## Instructions for the task
Beginning with the line that has "Target: mushroom gills" in it, transcribe the listing exactly through its final line, and add nothing.

## Source material
--- START ---

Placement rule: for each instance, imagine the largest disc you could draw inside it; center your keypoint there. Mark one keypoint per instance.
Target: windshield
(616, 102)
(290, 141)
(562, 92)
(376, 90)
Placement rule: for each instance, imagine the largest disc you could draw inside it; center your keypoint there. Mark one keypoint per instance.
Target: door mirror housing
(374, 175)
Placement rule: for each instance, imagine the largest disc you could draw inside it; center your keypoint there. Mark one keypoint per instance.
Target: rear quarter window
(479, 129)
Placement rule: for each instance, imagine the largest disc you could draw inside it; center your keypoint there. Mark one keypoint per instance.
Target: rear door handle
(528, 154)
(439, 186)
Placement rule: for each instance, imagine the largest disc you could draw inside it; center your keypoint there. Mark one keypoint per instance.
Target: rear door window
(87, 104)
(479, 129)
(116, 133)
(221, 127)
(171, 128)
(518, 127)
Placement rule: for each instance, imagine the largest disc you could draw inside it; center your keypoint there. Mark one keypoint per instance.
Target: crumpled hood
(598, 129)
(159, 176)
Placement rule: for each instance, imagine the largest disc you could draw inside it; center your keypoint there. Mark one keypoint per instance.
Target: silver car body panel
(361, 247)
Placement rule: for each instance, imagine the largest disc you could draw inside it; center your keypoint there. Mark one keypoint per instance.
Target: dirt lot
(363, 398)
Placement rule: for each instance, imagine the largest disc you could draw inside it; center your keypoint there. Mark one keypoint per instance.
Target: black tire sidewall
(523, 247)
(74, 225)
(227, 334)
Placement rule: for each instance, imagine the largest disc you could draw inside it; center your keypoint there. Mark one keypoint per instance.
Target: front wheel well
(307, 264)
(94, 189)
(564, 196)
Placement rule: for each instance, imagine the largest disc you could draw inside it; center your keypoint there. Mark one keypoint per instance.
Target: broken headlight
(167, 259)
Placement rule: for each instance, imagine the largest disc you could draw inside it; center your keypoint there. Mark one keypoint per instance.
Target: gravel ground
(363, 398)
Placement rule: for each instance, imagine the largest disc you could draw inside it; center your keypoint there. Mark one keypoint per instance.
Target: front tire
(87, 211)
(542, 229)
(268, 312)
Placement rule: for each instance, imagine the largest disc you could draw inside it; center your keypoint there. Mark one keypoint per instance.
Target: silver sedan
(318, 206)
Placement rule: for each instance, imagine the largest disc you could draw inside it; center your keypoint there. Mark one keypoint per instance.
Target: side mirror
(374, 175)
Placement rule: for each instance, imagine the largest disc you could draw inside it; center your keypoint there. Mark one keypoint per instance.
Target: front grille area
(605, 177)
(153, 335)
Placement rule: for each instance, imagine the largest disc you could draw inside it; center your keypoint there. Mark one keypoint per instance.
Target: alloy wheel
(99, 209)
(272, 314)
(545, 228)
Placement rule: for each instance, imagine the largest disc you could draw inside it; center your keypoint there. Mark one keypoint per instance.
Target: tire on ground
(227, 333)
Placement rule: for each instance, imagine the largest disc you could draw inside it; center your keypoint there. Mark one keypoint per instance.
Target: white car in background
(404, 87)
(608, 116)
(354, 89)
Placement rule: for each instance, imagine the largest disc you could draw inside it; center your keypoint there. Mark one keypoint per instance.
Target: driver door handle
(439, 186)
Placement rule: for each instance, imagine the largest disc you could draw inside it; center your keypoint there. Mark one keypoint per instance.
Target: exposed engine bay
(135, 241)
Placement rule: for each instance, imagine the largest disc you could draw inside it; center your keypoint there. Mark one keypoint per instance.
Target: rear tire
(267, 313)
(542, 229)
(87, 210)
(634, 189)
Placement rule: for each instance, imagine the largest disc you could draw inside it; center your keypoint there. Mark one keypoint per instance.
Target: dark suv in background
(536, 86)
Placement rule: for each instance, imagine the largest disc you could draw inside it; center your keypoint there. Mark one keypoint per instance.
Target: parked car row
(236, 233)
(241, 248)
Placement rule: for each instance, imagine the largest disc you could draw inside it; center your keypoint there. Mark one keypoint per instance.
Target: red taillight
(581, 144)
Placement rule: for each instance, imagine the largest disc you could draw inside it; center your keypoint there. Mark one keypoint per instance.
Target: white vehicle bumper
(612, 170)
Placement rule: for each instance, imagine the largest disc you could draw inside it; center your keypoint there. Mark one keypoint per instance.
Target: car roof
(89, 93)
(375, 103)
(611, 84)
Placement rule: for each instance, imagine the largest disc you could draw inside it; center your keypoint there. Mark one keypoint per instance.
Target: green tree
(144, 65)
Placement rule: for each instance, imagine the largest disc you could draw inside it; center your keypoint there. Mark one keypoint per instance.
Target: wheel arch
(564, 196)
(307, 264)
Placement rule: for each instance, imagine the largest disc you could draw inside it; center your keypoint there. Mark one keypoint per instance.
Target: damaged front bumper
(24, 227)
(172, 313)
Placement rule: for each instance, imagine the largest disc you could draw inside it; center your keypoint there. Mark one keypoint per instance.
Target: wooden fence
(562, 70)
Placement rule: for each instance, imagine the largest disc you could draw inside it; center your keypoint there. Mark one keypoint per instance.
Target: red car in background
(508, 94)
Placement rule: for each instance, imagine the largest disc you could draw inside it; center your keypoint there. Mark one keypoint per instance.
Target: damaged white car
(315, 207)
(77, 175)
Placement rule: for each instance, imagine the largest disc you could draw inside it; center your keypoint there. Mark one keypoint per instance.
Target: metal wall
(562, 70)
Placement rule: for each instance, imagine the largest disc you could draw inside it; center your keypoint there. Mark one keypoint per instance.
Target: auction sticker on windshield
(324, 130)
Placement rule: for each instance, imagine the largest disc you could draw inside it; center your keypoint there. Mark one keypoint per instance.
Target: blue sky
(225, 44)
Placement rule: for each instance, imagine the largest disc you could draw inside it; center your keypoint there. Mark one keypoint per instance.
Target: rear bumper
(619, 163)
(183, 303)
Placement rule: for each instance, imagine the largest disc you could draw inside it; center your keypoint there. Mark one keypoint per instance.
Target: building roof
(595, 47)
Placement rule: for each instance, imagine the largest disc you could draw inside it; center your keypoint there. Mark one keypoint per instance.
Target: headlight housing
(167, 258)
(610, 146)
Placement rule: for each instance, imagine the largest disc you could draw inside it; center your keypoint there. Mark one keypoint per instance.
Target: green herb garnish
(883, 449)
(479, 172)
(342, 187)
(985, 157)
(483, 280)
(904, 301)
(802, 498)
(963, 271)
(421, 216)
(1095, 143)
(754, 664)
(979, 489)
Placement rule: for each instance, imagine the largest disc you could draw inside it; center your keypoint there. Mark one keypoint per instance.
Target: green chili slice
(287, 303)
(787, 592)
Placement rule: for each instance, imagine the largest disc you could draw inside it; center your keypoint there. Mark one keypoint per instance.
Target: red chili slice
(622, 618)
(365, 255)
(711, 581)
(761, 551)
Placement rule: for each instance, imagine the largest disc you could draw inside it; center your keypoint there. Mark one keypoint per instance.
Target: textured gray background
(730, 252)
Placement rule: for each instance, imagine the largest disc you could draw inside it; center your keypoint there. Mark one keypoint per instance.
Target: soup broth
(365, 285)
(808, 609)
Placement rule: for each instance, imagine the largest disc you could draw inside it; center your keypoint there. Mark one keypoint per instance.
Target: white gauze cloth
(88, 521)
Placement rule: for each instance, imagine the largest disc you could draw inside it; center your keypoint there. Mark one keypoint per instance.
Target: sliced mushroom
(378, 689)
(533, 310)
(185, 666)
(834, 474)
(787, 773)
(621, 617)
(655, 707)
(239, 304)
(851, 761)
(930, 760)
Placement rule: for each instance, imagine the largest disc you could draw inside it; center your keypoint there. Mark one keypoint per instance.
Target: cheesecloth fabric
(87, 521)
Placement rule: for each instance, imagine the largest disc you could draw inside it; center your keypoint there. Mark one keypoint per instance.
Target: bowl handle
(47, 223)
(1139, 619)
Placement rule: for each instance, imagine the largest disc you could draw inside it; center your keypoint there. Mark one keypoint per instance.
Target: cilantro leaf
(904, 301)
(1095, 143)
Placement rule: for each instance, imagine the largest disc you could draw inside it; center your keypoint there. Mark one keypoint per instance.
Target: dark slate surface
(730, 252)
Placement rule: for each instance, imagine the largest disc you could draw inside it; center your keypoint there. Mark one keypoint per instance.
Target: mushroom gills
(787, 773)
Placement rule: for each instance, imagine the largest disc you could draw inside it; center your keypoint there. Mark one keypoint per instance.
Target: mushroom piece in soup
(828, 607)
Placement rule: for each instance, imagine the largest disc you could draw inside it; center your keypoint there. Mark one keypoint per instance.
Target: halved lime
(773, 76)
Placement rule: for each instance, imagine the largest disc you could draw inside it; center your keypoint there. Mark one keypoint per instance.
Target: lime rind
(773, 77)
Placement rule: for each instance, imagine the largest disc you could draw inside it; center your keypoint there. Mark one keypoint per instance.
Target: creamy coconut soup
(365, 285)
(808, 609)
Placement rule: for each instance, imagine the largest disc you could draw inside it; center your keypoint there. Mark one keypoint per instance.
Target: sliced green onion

--- END ---

## Written response
Target: mushroom gills
(787, 773)
Placement rule: for each instance, imagine the largest disc you could draw inside it; center your keypoint there. Mark one keypoint per instance.
Target: mushroom piece in soup
(828, 607)
Placement rule: for each instance, imagine the largest disc you could draw inside it; center your keypoint there. Mark one keypoint per instance.
Target: halved lime
(773, 76)
Placement rule: for each instance, imagine the largest disc you could draw inside it; center your keypoint there. Mark one keypoint per instance.
Target: lime rind
(773, 77)
Placement rule: for each instance, imagine the largest disc you could draw inside it; center your keypoint there. Mark one keypoint per instance.
Target: creamy coconut soup
(365, 285)
(808, 609)
Placement rule: for each instance, imagine the largest disc you could draw inside it; center your keypoint there. Mark one keypoint per instance.
Target: sliced green onion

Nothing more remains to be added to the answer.